Workers Who Get the Best Retirement Benefits

If you get retirement benefits through your job, you're part of the more fortunate half of the population. Only 49 percent of the 153.7 million employed Americans in 2011 worked for an employer or union that sponsored a retirement plan, and just 40 percent took advantage of the retirement benefits when they were offered, according to a recent Employee Benefit Research Institute analysis of Census Bureau data. However, several specific groups of workers are more likely to be offered and participate in retirement plans. Here's a look at the workers who get the best retirement benefits:

Full-time employees. Full-time employees often enjoy significantly better benefits than people who work part-time or part of the year. Among full-time workers between ages 21 and 64, just over half (54 percent) are offered a retirement plan at work, and 45 percent participate.

[Read: Your Retirement Benefits: What to Expect in 2013.]

Public-sector employees. Full-time employees in the public sector have significantly better access to retirement benefits than workers in the private sector. A large majority (73 percent) of public-sector workers participated in a retirement plan at work, compared with 39 percent of private-sector employees.

Older workers. Workers become more likely to participate in a retirement plan as they age. For example, more than half (54 percent) of workers ages 55 to 64 participated in a retirement plan in 2011, compared to just 17 percent of workers ages 21 to 24. In some cases, younger workers' lower likelihood of utilizing a retirement plan is a result of their low income. However, even among people earning $75,000 or more per year, older workers between ages 45 and 54 (72 percent) are still significantly more likely to be saving for retirement than workers in their early 20s (48 percent). "They typically have moved to a place in their working span where they are in more settled employment, they are more likely to be higher-compensated, and they are more likely to want to participate as they get near retirement because retirement is much closer to them," says Craig Copeland, a senior research associate at EBRI and author of the report.

High earners. Workers with higher earnings are more likely to participate in retirement plans. While less than a fifth (18 percent) of workers between ages 21 and 64 who earned between $10,000 and $19,999 participated in a retirement plan, 70 percent of those earning $75,000 or more did so, EBRI found. And a Center for Retirement Research at Boston College analysis of private-sector workers between ages 25 and 64 found that two-thirds of people in the highest earnings quintile utilize a retirement plan, while just 11 percent of workers in the bottom quintile participate.

Records excerpted from a collection:

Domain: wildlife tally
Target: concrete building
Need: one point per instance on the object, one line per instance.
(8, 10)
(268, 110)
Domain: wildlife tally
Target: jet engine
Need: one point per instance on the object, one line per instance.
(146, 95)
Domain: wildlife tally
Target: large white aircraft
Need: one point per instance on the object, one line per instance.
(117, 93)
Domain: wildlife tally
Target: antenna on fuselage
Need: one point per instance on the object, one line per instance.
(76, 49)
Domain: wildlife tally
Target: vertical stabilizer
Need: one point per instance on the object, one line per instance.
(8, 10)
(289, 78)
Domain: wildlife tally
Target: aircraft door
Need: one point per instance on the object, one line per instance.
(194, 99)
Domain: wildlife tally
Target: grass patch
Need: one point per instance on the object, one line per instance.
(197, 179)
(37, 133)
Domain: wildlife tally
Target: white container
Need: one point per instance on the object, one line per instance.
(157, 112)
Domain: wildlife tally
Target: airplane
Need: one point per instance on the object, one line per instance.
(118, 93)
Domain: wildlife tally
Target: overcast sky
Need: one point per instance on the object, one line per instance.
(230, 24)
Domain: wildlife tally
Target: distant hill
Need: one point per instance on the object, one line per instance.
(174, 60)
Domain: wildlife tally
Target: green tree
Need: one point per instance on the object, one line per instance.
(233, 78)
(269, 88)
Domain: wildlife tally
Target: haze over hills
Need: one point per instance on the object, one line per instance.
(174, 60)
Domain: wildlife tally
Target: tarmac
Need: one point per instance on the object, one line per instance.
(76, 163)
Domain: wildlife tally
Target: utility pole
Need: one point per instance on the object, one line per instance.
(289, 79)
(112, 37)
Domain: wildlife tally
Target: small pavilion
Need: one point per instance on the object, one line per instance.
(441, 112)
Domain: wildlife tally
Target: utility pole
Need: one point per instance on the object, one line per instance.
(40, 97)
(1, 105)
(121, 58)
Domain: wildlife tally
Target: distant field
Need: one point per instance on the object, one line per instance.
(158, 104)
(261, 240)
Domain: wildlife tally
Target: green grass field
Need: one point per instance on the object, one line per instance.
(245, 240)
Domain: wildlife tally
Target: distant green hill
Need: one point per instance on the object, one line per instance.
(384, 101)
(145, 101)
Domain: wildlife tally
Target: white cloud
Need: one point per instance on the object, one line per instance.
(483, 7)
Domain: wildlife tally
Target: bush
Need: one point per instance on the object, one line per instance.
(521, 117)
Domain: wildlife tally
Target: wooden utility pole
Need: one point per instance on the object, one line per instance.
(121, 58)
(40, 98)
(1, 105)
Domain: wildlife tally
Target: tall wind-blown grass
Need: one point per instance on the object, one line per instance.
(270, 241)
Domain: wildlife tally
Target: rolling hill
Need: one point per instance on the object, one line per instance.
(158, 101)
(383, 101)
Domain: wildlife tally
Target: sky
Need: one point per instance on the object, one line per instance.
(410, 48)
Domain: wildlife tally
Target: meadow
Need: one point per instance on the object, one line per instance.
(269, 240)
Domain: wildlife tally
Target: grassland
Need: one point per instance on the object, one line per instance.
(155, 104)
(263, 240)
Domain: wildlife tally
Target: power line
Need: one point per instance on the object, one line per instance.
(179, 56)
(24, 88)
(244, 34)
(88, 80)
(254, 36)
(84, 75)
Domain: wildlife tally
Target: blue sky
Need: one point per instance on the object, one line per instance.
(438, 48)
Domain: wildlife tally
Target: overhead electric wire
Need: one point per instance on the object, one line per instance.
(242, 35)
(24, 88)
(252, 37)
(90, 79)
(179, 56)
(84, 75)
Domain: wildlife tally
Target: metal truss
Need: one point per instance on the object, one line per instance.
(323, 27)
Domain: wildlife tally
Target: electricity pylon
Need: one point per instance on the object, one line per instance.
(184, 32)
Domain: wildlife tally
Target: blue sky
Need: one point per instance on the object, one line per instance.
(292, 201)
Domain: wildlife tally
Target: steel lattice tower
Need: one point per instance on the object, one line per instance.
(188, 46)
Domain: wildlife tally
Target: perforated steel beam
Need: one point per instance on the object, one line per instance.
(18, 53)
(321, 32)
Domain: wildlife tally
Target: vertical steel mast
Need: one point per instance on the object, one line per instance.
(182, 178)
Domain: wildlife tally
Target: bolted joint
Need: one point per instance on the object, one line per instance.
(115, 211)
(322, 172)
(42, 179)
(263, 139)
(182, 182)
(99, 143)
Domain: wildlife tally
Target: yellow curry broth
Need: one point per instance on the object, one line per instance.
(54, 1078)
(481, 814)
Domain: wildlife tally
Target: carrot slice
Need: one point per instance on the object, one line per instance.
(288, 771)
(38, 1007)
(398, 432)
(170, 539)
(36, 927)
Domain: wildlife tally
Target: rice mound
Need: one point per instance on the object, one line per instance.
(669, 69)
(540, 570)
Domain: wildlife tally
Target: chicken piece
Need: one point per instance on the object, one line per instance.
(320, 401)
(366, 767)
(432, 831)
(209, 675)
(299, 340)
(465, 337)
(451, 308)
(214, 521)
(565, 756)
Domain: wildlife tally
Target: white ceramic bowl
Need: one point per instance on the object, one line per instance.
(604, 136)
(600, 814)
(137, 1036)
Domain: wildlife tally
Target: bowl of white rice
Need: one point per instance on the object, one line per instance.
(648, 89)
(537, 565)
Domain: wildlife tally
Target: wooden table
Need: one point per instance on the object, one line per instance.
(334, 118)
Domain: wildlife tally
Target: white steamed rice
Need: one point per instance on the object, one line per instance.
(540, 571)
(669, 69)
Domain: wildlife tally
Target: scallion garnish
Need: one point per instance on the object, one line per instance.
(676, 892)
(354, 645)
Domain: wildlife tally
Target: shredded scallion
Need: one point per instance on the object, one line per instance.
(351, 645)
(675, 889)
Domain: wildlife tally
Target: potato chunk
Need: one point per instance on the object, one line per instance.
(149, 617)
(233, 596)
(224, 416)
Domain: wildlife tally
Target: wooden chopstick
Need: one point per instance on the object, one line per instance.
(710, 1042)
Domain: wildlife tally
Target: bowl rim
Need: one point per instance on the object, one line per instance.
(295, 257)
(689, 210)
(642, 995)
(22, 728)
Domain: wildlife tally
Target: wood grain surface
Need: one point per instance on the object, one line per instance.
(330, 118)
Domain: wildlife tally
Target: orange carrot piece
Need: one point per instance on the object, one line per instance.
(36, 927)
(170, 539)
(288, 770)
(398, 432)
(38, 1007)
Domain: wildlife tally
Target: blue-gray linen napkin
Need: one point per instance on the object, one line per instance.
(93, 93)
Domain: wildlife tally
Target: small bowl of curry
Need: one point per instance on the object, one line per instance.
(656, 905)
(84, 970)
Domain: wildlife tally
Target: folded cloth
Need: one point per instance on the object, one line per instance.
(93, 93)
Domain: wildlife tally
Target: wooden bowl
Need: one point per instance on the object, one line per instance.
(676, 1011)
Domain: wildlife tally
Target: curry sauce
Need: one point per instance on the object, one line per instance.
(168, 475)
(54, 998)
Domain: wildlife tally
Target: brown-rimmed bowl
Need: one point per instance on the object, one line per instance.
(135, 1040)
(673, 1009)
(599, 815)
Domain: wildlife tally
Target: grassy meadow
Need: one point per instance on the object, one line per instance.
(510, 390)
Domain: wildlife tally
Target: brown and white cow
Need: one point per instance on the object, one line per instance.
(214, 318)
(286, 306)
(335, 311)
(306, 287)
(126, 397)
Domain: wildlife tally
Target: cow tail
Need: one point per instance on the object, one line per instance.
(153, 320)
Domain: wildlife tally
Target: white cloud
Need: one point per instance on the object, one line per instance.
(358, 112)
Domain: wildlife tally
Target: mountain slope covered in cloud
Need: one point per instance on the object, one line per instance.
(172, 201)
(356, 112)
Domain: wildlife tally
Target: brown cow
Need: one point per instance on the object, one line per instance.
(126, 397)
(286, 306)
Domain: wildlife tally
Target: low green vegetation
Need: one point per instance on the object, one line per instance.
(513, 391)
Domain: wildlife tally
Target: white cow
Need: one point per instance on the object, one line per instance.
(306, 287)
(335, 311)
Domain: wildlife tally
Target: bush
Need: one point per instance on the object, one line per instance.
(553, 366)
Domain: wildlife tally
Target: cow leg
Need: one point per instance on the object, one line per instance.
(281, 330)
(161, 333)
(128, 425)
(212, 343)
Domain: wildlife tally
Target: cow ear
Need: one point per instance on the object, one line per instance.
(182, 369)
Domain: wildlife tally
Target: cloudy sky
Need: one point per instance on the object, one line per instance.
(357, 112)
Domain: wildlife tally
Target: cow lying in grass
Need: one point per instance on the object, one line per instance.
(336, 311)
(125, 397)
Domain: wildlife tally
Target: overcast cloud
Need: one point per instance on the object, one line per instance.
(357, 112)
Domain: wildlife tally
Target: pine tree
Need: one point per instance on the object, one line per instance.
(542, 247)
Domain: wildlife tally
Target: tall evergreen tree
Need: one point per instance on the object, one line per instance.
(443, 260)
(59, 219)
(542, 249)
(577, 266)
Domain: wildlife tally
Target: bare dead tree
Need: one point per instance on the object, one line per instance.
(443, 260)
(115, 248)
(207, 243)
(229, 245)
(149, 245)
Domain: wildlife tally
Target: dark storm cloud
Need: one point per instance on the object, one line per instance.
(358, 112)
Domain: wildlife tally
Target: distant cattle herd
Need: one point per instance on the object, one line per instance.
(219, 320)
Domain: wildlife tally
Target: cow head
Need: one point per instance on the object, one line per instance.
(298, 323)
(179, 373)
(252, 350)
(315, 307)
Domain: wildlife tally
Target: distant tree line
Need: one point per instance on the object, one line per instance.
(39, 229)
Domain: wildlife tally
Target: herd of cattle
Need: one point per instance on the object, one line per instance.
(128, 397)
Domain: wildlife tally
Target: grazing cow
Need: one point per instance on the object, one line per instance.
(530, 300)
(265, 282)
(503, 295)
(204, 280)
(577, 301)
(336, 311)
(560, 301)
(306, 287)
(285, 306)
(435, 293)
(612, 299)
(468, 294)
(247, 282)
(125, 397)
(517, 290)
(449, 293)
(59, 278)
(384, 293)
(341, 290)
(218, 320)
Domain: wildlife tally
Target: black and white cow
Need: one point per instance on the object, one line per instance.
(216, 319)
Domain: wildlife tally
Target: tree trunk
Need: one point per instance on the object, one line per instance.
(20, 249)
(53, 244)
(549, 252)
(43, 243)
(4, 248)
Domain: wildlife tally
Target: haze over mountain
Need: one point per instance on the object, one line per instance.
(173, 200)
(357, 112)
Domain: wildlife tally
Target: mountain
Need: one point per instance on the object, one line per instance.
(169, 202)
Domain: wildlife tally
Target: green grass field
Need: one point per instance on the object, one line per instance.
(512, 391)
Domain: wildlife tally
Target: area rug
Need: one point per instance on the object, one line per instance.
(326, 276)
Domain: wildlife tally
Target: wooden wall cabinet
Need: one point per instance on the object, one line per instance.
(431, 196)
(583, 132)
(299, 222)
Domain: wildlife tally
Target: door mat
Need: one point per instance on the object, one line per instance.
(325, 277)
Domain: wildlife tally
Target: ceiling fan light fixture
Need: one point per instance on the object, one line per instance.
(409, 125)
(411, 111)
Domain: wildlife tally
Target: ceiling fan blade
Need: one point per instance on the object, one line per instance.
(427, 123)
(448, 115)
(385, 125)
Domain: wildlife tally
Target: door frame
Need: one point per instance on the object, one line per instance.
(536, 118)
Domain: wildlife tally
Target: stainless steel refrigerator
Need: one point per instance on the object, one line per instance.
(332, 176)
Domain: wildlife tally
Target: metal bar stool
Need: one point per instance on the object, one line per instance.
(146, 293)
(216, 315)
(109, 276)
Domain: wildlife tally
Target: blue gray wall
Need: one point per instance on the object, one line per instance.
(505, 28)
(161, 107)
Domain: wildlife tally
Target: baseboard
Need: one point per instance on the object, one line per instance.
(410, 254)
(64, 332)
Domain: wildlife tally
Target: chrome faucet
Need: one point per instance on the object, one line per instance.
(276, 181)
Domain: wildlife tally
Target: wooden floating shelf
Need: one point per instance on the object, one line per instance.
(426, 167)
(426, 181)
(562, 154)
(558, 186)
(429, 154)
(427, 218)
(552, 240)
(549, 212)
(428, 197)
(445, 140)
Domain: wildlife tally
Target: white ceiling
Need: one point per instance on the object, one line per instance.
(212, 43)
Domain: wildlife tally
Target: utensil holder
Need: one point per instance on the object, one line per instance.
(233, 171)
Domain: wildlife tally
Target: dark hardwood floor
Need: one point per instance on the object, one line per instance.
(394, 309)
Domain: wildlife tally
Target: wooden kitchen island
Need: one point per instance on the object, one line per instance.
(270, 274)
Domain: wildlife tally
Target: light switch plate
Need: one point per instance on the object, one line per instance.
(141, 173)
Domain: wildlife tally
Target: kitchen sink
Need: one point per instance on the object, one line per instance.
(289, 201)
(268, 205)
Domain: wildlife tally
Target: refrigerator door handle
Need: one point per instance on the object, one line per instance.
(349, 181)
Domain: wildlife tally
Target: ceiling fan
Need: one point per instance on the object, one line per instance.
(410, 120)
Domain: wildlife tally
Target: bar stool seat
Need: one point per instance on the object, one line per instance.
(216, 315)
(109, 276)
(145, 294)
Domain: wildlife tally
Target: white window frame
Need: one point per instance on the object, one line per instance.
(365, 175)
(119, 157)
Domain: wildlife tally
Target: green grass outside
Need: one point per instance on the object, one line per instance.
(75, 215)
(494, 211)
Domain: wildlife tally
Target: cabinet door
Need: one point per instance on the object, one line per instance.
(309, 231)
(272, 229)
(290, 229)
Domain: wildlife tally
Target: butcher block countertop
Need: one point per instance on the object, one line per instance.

TO DO
**1)** Answer these questions using the article on retirement benefits:
(a) What percentage of public-sector workers participated in a retirement plan at work?
(b) What positions does Craig Copeland hold?
(c) According to EBRI, what percentage of workers ages 21 to 64 earning $75,000 or more participated in a retirement plan?
**2)** Write the next part of the article on retirement benefits, picking up after its final sentence.

RESPONSE LIST
**1)**
(a) 73 percent
(b) He is a senior research associate at EBRI and the author of the report.
(c) 70 percent

**2)**
Employees of large companies. Those who work at large companies are significantly more likely to be offered and take advantage of retirement benefits. At very small companies with fewer than 10 employees, only 14 percent of workers participated in a retirement plan. At large companies with 1,000 or more employees, more than half (55 percent) utilize a retirement plan. "Large employers typically have a large distribution of incomes for people working there," says Copeland. "The ways that discrimination rules are set up, if you offer it to the highly compensated people, you also have to offer it to the lower-paid employees." A 2011 Harris Interactive and Nationwide Financial survey of 501 small-business owners with less than 100 employees found that 69 percent say their business is too small to offer a retirement plan and more than half say it's too expensive.

[Read: 7 Reasons You Don't Have a Pension.]

Highly educated workers. The most highly educated employees are the most likely to participate in a retirement plan, even after controlling for earnings. For example, 45 percent of those without a high school diploma who earned $75,000 or more participated in a retirement plan, compared with 61 percent of those with the same earnings and only a high school diploma, and 75 percent of high earners with a graduate or professional degree.

Specific industries. Your career choice often plays a role in the type of retirement benefits you receive. Workers in the manufacturing, transportation, utilities, information, and financial industries had the highest probability of using a retirement plan, while those in the services industry were the least likely to participate in 2011, EBRI found.

Healthy people. Workers who feel that they are in poor health are often less likely to participate in a retirement plan. "Even if they have health insurance, there is typically a large amount that they have to spend in addition to what health insurance covers, and they are probably less able to work on a more consistent basis," says Copeland. For example, among workers ages 55 to 64 who report they have very good health, 57 percent participated in a retirement plan, compared to 35 percent of workers the same age who report poor health.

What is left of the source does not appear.